EXERCISE A
List every example of a practitioner that the text below on becoming a good practitioner names.
EXERCISE B
Reproduce the passage of the text below on becoming a good practitioner that starts at "What makes good" and ends at "the actual consultation.".

TEXT PASSAGE
7 Essential Skills to Become a Good Practitioner
More and more people are transitioning from typical 9 – 5 jobs to become practitioners in health and wellness. Whether it is full-time or part-time, a practitioner needs these essential skills to become good at what they do, and in turn, successful.
What is the role of the practitioner?
A practitioner, by definition, is an educated and licensed professional who is actively practicing a profession in health and medicine. Examples of practitioners include, but are not limited to, doctors, chiropractors, naturopaths, massage therapists, physiotherapists, Reiki practitioners, and more.
The role of the practitioner is to gather information, investigate symptoms, and provide care for those who seek their services.
What makes good practitioner?
With 17 years of experience in the health and wellness industry, I can tell you the difference between an average practitioner and a good practitioner.
A good practitioner is always genuinely interested and empathetic to the person in front of them. Far too many times have I heard that the person got into the practitioner’s office and was given maybe 10 minutes of attention before they found themselves out the door. In fact, they spent more time in the waiting room than they did in the actual consultation.
A good practitioner will take the time that is needed to gather insights and come up with solutions for the person’s relief and overall well-being. Making patients or clients feel cared for is the best way to ensure a successful practice, as they will most definitely spread the word about the care they felt. Sometimes, that’s all a person really needs, is to feel cared for.
Whether you’re just starting out or you’re a seasoned practitioner who needs to refine their practice, these essential skills explained below will help anyone become a good practitioner.

STORED DATA
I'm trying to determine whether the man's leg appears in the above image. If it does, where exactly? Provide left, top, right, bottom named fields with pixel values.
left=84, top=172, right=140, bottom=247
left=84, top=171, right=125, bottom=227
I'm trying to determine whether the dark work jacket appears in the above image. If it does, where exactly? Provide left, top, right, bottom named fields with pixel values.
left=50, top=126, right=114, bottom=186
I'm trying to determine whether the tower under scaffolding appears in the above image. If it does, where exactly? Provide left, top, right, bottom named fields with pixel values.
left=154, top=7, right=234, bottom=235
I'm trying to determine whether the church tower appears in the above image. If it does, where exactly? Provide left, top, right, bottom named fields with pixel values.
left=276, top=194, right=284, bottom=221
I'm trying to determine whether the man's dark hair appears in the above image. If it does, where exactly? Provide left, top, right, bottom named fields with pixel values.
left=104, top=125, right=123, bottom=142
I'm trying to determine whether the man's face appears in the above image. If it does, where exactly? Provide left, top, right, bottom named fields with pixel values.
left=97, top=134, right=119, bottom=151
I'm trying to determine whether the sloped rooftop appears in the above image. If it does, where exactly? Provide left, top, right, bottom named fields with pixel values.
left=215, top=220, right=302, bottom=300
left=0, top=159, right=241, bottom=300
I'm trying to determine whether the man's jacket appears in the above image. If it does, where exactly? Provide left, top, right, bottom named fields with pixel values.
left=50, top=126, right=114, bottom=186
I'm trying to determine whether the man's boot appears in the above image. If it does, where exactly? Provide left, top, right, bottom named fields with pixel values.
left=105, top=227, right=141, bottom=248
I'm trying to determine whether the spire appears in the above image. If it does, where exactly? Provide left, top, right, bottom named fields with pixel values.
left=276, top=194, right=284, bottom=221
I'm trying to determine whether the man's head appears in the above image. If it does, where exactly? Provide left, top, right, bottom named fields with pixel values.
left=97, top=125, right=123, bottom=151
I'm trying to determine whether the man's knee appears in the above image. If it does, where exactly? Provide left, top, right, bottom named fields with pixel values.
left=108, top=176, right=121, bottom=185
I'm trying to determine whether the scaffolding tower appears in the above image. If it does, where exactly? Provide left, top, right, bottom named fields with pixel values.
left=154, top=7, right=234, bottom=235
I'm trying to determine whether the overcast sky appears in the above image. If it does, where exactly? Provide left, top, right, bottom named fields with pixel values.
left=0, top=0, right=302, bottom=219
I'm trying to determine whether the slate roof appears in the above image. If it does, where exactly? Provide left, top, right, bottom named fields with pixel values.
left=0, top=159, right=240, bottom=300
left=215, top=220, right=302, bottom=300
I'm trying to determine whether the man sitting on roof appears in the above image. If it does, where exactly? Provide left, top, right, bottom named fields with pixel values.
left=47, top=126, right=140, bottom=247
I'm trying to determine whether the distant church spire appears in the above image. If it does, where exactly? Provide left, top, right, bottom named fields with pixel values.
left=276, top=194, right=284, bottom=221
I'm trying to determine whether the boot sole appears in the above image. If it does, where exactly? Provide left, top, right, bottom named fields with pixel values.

...

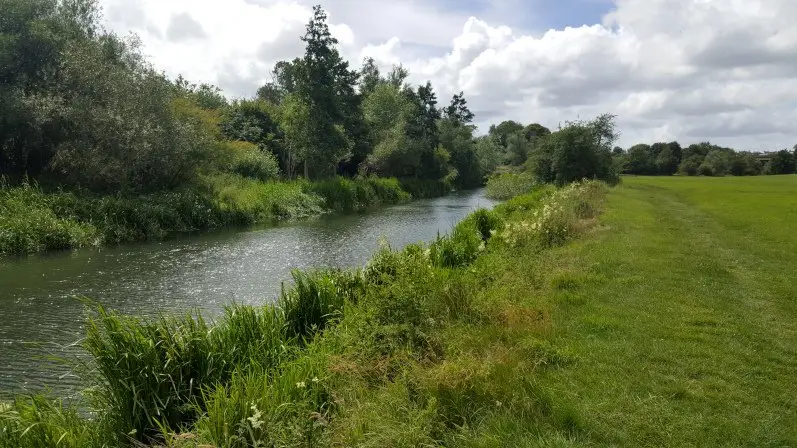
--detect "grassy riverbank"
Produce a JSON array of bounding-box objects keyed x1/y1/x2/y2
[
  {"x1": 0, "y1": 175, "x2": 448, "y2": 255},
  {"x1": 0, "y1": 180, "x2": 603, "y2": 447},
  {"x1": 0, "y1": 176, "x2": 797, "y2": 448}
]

REPLY A
- doctors
- chiropractors
- naturopaths
- massage therapists
- physiotherapists
- Reiki practitioners

REPLY B
What makes good practitioner?
With 17 years of experience in the health and wellness industry, I can tell you the difference between an average practitioner and a good practitioner.
A good practitioner is always genuinely interested and empathetic to the person in front of them. Far too many times have I heard that the person got into the practitioner’s office and was given maybe 10 minutes of attention before they found themselves out the door. In fact, they spent more time in the waiting room than they did in the actual consultation.